● WHAT YOU NEED TO DO: Put each line of the material below into a JSON list of strings, one string per line, leaving out blank lines. Include only the lines themselves, without the pictures.

● Image entries for named regions:

#####

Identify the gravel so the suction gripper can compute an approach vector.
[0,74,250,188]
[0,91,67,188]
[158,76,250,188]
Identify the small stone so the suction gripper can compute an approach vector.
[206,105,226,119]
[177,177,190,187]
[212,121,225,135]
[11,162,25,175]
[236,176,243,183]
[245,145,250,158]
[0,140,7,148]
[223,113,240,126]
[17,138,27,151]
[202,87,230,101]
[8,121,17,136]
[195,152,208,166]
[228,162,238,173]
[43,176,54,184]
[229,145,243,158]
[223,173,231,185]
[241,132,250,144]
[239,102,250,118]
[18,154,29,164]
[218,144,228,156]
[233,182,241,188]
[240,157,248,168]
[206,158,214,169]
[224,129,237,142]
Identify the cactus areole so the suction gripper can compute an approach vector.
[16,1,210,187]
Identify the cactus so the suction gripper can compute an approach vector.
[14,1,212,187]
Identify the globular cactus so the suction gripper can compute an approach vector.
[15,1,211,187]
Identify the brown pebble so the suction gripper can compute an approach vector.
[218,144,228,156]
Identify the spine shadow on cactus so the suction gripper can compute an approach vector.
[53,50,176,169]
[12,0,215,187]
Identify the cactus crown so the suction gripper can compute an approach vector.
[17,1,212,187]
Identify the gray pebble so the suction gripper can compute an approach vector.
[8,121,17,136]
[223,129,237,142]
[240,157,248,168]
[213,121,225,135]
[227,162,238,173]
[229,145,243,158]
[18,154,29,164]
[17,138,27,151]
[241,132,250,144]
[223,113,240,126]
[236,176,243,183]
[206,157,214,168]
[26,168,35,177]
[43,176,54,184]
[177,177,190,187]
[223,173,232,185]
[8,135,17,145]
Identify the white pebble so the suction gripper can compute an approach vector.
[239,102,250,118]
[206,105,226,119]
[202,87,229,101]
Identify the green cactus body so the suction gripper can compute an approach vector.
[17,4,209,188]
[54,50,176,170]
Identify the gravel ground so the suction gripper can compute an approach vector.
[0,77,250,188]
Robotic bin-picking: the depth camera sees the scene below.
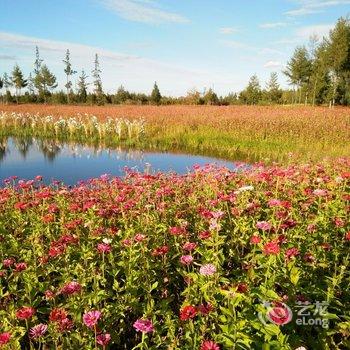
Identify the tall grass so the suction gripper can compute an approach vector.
[0,105,350,162]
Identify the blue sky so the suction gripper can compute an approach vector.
[0,0,350,95]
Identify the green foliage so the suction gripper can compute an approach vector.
[239,74,262,105]
[63,50,76,104]
[150,82,162,105]
[265,72,282,103]
[78,70,88,103]
[11,64,28,103]
[203,88,219,105]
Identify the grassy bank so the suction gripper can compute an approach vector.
[0,105,350,162]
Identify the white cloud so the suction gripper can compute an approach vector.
[264,61,282,68]
[0,32,238,95]
[219,40,252,50]
[97,0,189,24]
[219,27,239,35]
[258,47,285,56]
[285,0,350,16]
[259,22,287,29]
[0,54,16,61]
[296,24,334,40]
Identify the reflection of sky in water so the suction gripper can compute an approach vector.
[0,139,238,184]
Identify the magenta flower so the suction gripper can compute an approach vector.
[61,281,81,295]
[96,333,111,346]
[29,323,47,339]
[199,264,216,276]
[180,255,193,265]
[0,332,12,347]
[256,221,272,231]
[97,243,112,254]
[133,319,154,333]
[83,310,101,328]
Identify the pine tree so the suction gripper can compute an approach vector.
[92,54,105,104]
[327,18,350,105]
[151,82,162,105]
[33,46,43,95]
[63,50,76,104]
[11,64,27,103]
[27,73,35,96]
[283,46,312,103]
[78,70,88,103]
[240,74,262,105]
[0,77,4,102]
[203,88,219,105]
[38,64,57,103]
[2,73,12,104]
[266,72,282,103]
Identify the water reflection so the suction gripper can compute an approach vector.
[0,137,235,184]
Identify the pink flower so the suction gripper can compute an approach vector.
[16,306,35,320]
[29,323,47,339]
[256,221,272,231]
[182,242,197,252]
[133,319,154,333]
[61,281,81,295]
[96,333,111,346]
[263,241,280,255]
[267,199,282,207]
[267,302,293,325]
[97,243,112,254]
[312,189,327,197]
[134,233,146,242]
[15,263,27,272]
[2,258,15,267]
[200,340,220,350]
[83,310,101,328]
[285,247,299,260]
[199,264,216,276]
[180,255,193,265]
[250,235,261,244]
[0,332,11,346]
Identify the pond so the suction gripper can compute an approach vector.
[0,137,236,185]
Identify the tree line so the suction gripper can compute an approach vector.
[0,17,350,106]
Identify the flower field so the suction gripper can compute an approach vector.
[0,158,350,350]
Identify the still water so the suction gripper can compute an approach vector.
[0,138,235,185]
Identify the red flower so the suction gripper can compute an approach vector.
[237,282,248,293]
[180,305,197,321]
[267,302,293,325]
[263,241,280,255]
[250,235,261,244]
[152,245,169,256]
[198,303,214,316]
[199,231,211,239]
[182,242,197,252]
[0,332,11,346]
[96,333,111,346]
[49,308,68,322]
[285,247,299,260]
[16,306,35,320]
[61,281,81,295]
[15,263,27,272]
[200,340,220,350]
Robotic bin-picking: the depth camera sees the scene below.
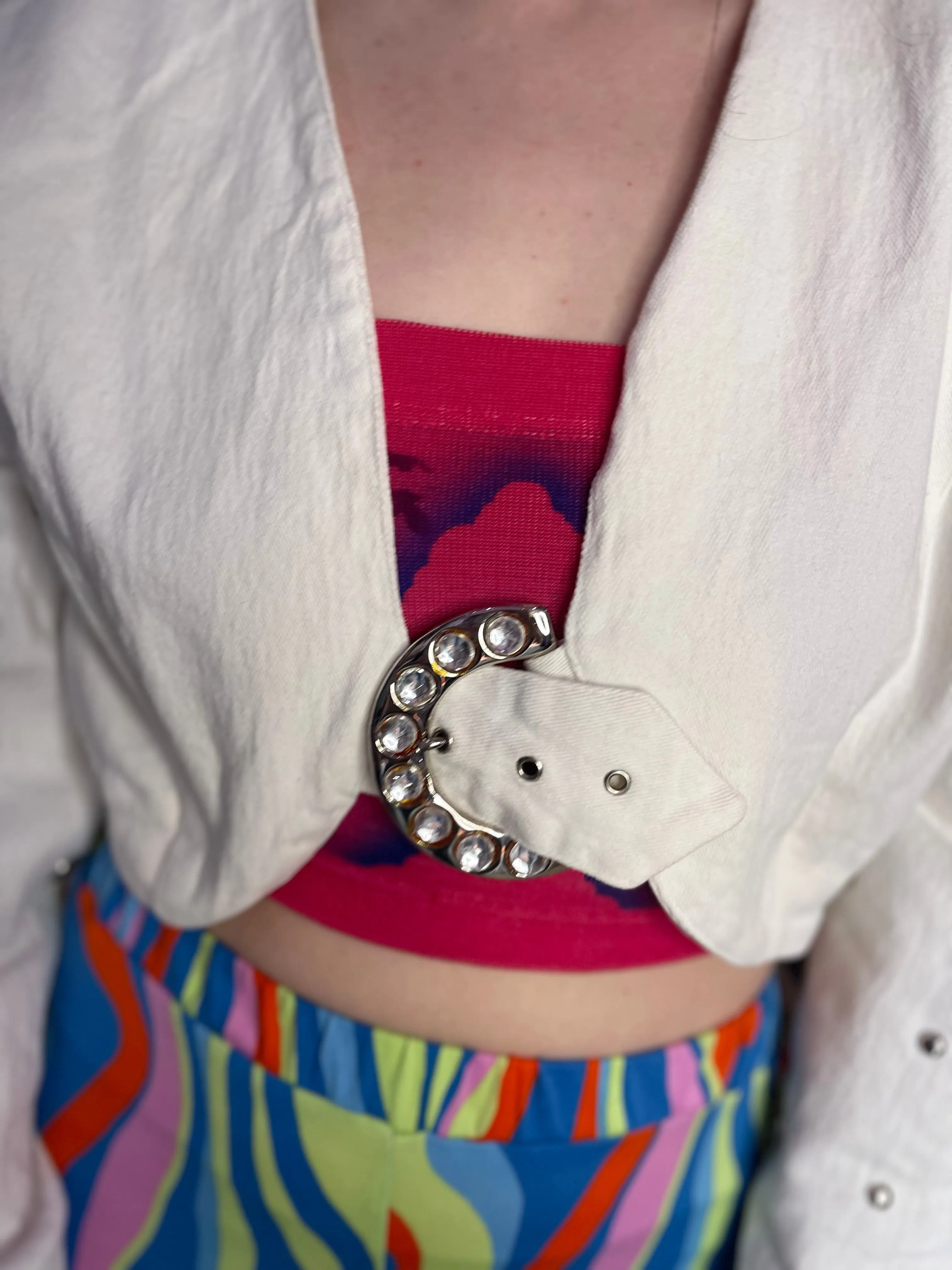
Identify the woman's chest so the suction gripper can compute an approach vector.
[320,0,762,340]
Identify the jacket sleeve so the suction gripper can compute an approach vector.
[0,403,96,1270]
[738,764,952,1270]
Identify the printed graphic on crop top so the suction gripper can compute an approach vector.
[275,321,698,966]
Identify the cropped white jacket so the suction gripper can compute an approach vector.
[0,0,952,1270]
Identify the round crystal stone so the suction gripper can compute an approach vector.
[374,715,420,758]
[381,763,424,806]
[453,833,496,872]
[482,613,528,657]
[410,803,454,847]
[433,631,476,674]
[505,842,548,878]
[394,666,437,710]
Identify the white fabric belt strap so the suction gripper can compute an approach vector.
[428,650,746,888]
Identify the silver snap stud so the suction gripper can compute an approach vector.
[866,1182,896,1213]
[915,1031,948,1058]
[515,754,542,781]
[605,767,631,794]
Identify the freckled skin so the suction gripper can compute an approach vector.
[218,0,769,1057]
[319,0,749,342]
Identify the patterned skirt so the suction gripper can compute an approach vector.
[39,850,779,1270]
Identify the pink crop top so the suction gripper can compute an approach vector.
[273,321,702,970]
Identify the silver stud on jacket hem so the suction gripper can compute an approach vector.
[866,1182,896,1213]
[915,1031,948,1058]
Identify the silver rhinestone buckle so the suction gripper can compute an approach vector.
[371,604,562,879]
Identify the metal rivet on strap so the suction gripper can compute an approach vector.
[915,1031,948,1058]
[866,1182,896,1213]
[605,767,631,794]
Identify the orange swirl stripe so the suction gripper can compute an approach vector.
[43,884,149,1174]
[525,1125,655,1270]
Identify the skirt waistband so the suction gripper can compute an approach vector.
[72,847,781,1143]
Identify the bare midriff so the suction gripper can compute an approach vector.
[212,904,770,1058]
[214,0,772,1058]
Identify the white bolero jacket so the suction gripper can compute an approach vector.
[0,0,952,1270]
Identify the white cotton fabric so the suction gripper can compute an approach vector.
[0,0,952,1270]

#####

● EXERCISE SOLUTION:
[
  "Identify the gravel so the suction gripper can compute an approach vector.",
  "[0,74,250,188]",
  "[0,91,67,188]",
  "[158,76,250,188]",
  "Identify the small stone so the suction gripper can compute an approach vector.",
  "[206,105,226,119]",
  "[177,177,190,187]",
  "[212,121,225,135]",
  "[11,162,25,175]",
  "[236,176,243,183]",
  "[245,145,250,158]",
  "[0,140,7,148]",
  "[223,113,240,126]",
  "[17,138,27,151]",
  "[202,87,230,101]",
  "[8,121,17,136]",
  "[195,152,208,166]",
  "[228,162,238,173]",
  "[43,176,54,184]",
  "[229,145,243,158]",
  "[223,173,231,185]",
  "[241,132,250,144]",
  "[239,102,250,118]",
  "[18,154,29,164]",
  "[218,144,228,156]",
  "[233,182,241,188]",
  "[240,157,248,168]",
  "[206,158,214,169]",
  "[224,129,237,142]",
  "Identify the cactus areole so the suction gripper can compute an approach vector.",
  "[16,1,210,187]",
  "Identify the cactus so the suction gripper can compute an approach vector.",
  "[14,1,212,187]",
  "Identify the globular cactus so the suction gripper can compute an approach vector.",
  "[15,1,211,187]",
  "Identify the brown pebble so the suction gripper can compute an approach vector.",
  "[218,144,228,156]",
  "Identify the spine shadow on cactus so the suction gripper can compute an approach vector.",
  "[53,50,176,169]",
  "[12,0,215,187]",
  "Identify the cactus crown so the suction gripper can compute an approach vector.",
  "[17,1,212,187]",
  "Identify the gray pebble so the suction gripper can compute an approach vector.",
  "[8,121,17,136]",
  "[223,129,237,142]",
  "[240,157,248,168]",
  "[213,121,225,135]",
  "[227,162,238,173]",
  "[229,145,243,158]",
  "[18,154,29,164]",
  "[17,138,27,151]",
  "[241,132,250,144]",
  "[223,113,240,126]",
  "[236,176,243,183]",
  "[206,157,214,168]",
  "[26,168,35,177]",
  "[43,176,54,184]",
  "[177,177,190,187]",
  "[223,173,232,185]",
  "[8,135,17,145]",
  "Identify the white pebble so the suction gripper can compute an approach vector.",
  "[239,102,250,118]",
  "[206,105,226,119]",
  "[202,87,229,101]",
  "Identify the green cactus body so the suction gripper can compute an approach vector.",
  "[17,4,209,188]",
  "[54,50,176,170]",
  "Identify the gravel ground so the suction gripper can compute an approach vector.",
  "[0,77,250,188]",
  "Robotic bin-picking: the depth camera sees the scene below.",
  "Identify the tall grass so the suction gripper can compute an approach vector.",
  "[0,105,350,162]",
  "Identify the blue sky so the suction gripper can compute an approach vector.",
  "[0,0,350,95]",
  "Identify the green foliage so the suction gripper can compute an approach vector.",
  "[239,74,262,105]",
  "[63,50,76,104]",
  "[150,82,162,105]",
  "[265,72,282,103]",
  "[78,70,88,103]",
  "[11,64,28,103]",
  "[203,88,219,105]",
  "Identify the grassy bank so the suction gripper can compute an approach vector.",
  "[0,105,350,162]",
  "Identify the white cloud so the suction gripper can compute an approach vector.",
  "[264,61,282,68]",
  "[0,32,238,95]",
  "[219,40,252,50]",
  "[97,0,189,24]",
  "[219,27,239,35]",
  "[258,47,285,56]",
  "[285,0,350,16]",
  "[259,22,287,29]",
  "[0,54,16,61]",
  "[296,24,334,40]",
  "Identify the reflection of sky in water so the suction gripper can compute an approach vector.",
  "[0,139,238,184]",
  "Identify the magenta flower so the suction gripper can compute an approach vector.",
  "[61,281,81,295]",
  "[96,333,111,346]",
  "[29,323,47,339]",
  "[199,264,216,276]",
  "[180,255,193,265]",
  "[0,332,12,347]",
  "[256,221,272,231]",
  "[97,243,112,254]",
  "[133,319,154,333]",
  "[83,310,101,328]",
  "Identify the pine tree so the suction gripper can compute an approach vector.",
  "[92,54,105,104]",
  "[327,18,350,105]",
  "[151,82,162,105]",
  "[33,46,43,95]",
  "[63,50,76,104]",
  "[11,64,27,103]",
  "[27,73,35,96]",
  "[283,46,312,103]",
  "[78,70,88,103]",
  "[240,74,262,105]",
  "[0,77,4,102]",
  "[203,88,219,105]",
  "[38,64,57,103]",
  "[2,73,12,104]",
  "[266,72,282,103]",
  "Identify the water reflection so the suction gripper can compute an approach vector.",
  "[0,137,235,184]",
  "Identify the pink flower so the suction gripper can compute an approach vector.",
  "[16,306,35,320]",
  "[29,323,47,339]",
  "[256,221,272,231]",
  "[182,242,197,252]",
  "[133,319,154,333]",
  "[61,281,81,295]",
  "[96,333,111,346]",
  "[263,241,280,255]",
  "[267,199,282,207]",
  "[267,302,293,325]",
  "[97,243,112,254]",
  "[312,189,327,197]",
  "[134,233,146,242]",
  "[15,263,27,272]",
  "[2,258,15,267]",
  "[200,340,220,350]",
  "[83,310,101,328]",
  "[285,247,299,260]",
  "[199,264,216,276]",
  "[180,255,193,265]",
  "[250,235,261,244]",
  "[0,332,11,346]",
  "Identify the pond so the suction gripper can compute an approach vector.",
  "[0,137,236,185]",
  "Identify the tree line so the suction gripper can compute an approach vector.",
  "[0,17,350,106]",
  "Identify the flower field so the suction gripper can compute an approach vector.",
  "[0,158,350,350]",
  "Identify the still water so the suction gripper can compute an approach vector.",
  "[0,138,235,185]",
  "Identify the red flower so the suction gripper can compute an approach vector.",
  "[237,282,248,293]",
  "[180,305,197,321]",
  "[267,302,293,325]",
  "[263,241,280,255]",
  "[250,235,261,244]",
  "[152,245,169,256]",
  "[198,303,214,316]",
  "[199,231,211,239]",
  "[182,242,197,252]",
  "[0,332,11,346]",
  "[96,333,111,346]",
  "[49,308,68,322]",
  "[285,247,299,260]",
  "[16,306,35,320]",
  "[61,281,81,295]",
  "[15,263,27,272]",
  "[200,340,220,350]",
  "Robotic bin-picking: the depth camera sees the scene below.",
  "Identify the woman's chest so the suction gripper can compute an approach vector.",
  "[320,0,762,340]",
  "Identify the jacket sleeve so the suction gripper can compute an approach vector.",
  "[0,403,96,1270]",
  "[738,764,952,1270]",
  "Identify the printed graphic on crop top so the suction gripper can compute an approach vector.",
  "[275,321,698,966]",
  "Identify the cropped white jacket so the suction gripper can compute an approach vector.",
  "[0,0,952,1270]",
  "Identify the round crystal stone so the suction gripper can compute an approach vector.",
  "[374,715,420,758]",
  "[381,763,424,806]",
  "[453,833,496,872]",
  "[482,613,528,657]",
  "[410,803,454,847]",
  "[433,631,476,674]",
  "[505,842,548,878]",
  "[394,666,437,710]",
  "Identify the white fabric belt strap so the suction gripper can compute an approach vector.",
  "[428,650,746,888]",
  "Identify the silver snap stud so the suction gripper can compute an approach vector.",
  "[866,1182,896,1213]",
  "[915,1031,948,1058]",
  "[515,754,542,781]",
  "[605,767,631,794]",
  "Identify the freckled skin so the suction gripper can compute an approach vector.",
  "[218,0,769,1057]",
  "[319,0,749,342]",
  "Identify the patterned skirt so the suction gripper can compute an approach vector.",
  "[39,850,779,1270]",
  "Identify the pink crop top so the suction gripper can compute an approach vector.",
  "[273,321,702,970]",
  "Identify the silver stud on jacket hem so the suction gripper can compute an approach vector.",
  "[866,1182,896,1213]",
  "[915,1031,948,1058]",
  "Identify the silver rhinestone buckle so the suction gripper can compute an approach vector.",
  "[371,604,562,879]",
  "Identify the metal rivet on strap so the suction gripper can compute an approach vector.",
  "[915,1031,948,1058]",
  "[866,1182,896,1213]",
  "[605,767,631,794]",
  "Identify the orange swirl stripe so the suction gripper can compute an approach vector.",
  "[43,884,149,1174]",
  "[525,1125,655,1270]",
  "Identify the skirt waistband so the suction gripper can compute an approach vector.",
  "[72,847,781,1143]",
  "Identify the bare midriff so the suction gripper can compute an approach vector.",
  "[212,904,770,1058]",
  "[214,0,772,1058]",
  "Identify the white bolero jacket so the suction gripper can compute an approach vector.",
  "[0,0,952,1270]",
  "Identify the white cotton fabric so the suction gripper can compute an approach vector.",
  "[0,0,952,1270]"
]